Directions. Write out all of the entries exactly as given.

Data for this exercise.
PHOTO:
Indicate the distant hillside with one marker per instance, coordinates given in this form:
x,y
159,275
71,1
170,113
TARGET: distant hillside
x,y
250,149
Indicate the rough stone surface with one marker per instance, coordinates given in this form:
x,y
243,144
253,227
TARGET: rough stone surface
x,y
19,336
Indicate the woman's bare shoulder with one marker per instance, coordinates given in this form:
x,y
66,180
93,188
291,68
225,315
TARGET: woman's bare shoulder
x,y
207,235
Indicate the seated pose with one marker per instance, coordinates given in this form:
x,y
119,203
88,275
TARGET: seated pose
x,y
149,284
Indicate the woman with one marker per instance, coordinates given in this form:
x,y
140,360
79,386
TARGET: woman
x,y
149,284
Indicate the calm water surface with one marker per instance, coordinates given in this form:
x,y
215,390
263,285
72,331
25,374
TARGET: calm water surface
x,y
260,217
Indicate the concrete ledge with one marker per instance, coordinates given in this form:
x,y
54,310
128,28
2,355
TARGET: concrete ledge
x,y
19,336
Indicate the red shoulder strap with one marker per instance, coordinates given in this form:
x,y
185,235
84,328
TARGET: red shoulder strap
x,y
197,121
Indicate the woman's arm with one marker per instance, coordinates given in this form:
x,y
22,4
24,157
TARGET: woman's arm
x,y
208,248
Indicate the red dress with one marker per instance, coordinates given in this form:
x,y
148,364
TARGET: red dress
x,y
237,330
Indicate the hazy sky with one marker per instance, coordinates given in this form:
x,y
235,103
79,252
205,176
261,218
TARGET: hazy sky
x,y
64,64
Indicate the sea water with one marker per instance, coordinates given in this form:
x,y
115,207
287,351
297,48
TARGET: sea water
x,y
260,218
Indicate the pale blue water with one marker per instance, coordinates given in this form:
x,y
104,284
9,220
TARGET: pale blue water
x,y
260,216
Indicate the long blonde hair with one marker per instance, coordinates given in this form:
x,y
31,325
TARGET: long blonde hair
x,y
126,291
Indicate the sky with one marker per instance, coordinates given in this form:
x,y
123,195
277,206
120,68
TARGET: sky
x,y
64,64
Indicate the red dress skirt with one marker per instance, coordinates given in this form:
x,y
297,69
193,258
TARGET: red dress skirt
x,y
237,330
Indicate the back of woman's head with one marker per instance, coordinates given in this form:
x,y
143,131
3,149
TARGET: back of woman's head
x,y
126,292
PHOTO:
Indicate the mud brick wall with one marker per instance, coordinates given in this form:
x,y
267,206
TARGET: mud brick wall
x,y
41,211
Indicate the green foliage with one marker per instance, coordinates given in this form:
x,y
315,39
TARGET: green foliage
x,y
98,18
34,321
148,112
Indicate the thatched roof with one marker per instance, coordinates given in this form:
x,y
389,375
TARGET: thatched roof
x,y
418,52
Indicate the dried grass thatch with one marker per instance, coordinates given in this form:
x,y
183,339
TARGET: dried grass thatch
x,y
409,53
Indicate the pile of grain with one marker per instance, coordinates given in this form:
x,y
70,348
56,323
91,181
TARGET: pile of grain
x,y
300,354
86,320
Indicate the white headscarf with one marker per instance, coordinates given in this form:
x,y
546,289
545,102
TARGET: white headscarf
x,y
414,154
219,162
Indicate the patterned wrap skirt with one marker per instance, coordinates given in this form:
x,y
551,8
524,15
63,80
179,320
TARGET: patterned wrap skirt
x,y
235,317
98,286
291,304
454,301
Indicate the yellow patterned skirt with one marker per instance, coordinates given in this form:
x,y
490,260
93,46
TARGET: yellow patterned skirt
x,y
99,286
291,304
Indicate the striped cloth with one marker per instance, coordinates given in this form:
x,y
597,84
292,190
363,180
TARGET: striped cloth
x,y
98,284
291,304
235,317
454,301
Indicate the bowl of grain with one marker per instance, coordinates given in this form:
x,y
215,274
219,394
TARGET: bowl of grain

Solution to the problem.
PHOTO:
Indicate the distant hillside with one marker per instance, coordinates given in this form:
x,y
159,275
71,1
170,113
TARGET: distant hillside
x,y
250,149
Indicate the rough stone surface with one marker per instance, coordinates given in this form:
x,y
243,144
253,227
TARGET: rough stone surface
x,y
19,336
Indicate the woman's bare shoulder with one marker per instance, coordinates given in this form:
x,y
66,180
93,188
291,68
225,315
TARGET: woman's bare shoulder
x,y
207,235
Indicate the seated pose with one marker per instance, coordinates given in this form:
x,y
119,203
88,275
TARGET: seated pose
x,y
149,284
Indicate the woman with one marker per instance, coordinates given in this form:
x,y
140,360
79,386
TARGET: woman
x,y
149,284
Indicate the calm water surface with one marker per instance, coordinates given in this form:
x,y
215,390
263,285
72,331
25,374
TARGET: calm water surface
x,y
260,217
Indicate the concrete ledge with one marker per instance, coordinates given in this form:
x,y
54,310
128,28
2,355
TARGET: concrete ledge
x,y
19,336
Indicate the red shoulder strap with one marker per instance, coordinates given in this form:
x,y
185,235
84,328
TARGET: red shoulder strap
x,y
197,121
Indicate the woman's arm with one marker per instance, coordinates given in this form:
x,y
22,4
24,157
TARGET: woman's arm
x,y
208,248
Indicate the red dress with one marker per instance, coordinates given in this form:
x,y
148,364
TARGET: red dress
x,y
237,330
Indicate the hazy sky with one marker per instance, coordinates given in this form:
x,y
235,103
79,252
205,176
261,218
TARGET: hazy sky
x,y
64,64
Indicate the sea water with one marker per instance, coordinates given in this form:
x,y
115,207
287,351
297,48
TARGET: sea water
x,y
260,218
Indicate the pale blue water with one marker per instance, coordinates given in this form:
x,y
104,284
9,220
TARGET: pale blue water
x,y
260,216
Indicate the long blonde hair with one marker per instance, coordinates given in this form:
x,y
31,325
TARGET: long blonde hair
x,y
126,291
Indicate the sky with one marker per instance, coordinates given in this form:
x,y
123,195
277,206
120,68
TARGET: sky
x,y
64,64
Indicate the red dress skirt with one marker per instance, coordinates given in this form:
x,y
297,69
193,258
TARGET: red dress skirt
x,y
237,330
Indicate the back of woman's head with one marker per instance, coordinates given in this form:
x,y
143,131
3,149
TARGET: back of woman's head
x,y
126,292
PHOTO:
Indicate the mud brick wall with one marker per instance, coordinates given in this form:
x,y
267,206
TARGET: mud brick wall
x,y
41,211
Indicate the green foliage with one marker per instance, coordinates given in this form:
x,y
315,39
TARGET: green foliage
x,y
98,18
34,321
148,112
Indicate the thatched roof with one marker per instance, coordinates given in this form:
x,y
389,375
TARGET: thatched roof
x,y
418,52
Indicate the dried grass thatch with one marker per instance, coordinates given in this form:
x,y
183,339
TARGET: dried grass thatch
x,y
409,53
Indicate the pile of grain with one marker per instance, coordinates given in this form:
x,y
70,348
56,323
91,181
TARGET: pile of grain
x,y
300,354
86,320
Indicate the white headscarf with one marker per instance, coordinates given in this form:
x,y
546,289
545,102
TARGET: white headscarf
x,y
414,154
219,162
Indicate the patterned wrap skirt with one marker per instance, coordinates given in this form:
x,y
551,8
524,15
63,80
179,320
TARGET: patterned wrap skirt
x,y
235,317
98,286
291,304
454,301
Indicate the yellow patterned skirt with one marker per instance, coordinates given in this form:
x,y
490,260
93,46
TARGET: yellow patterned skirt
x,y
99,286
291,304
Indicate the striped cloth with one marker per instance, coordinates given in this form:
x,y
597,84
292,190
363,180
TARGET: striped cloth
x,y
98,284
291,304
235,317
454,301
Indicate the bowl of grain with one marker per instance, coordinates given in this form:
x,y
215,274
219,394
TARGET: bowl of grain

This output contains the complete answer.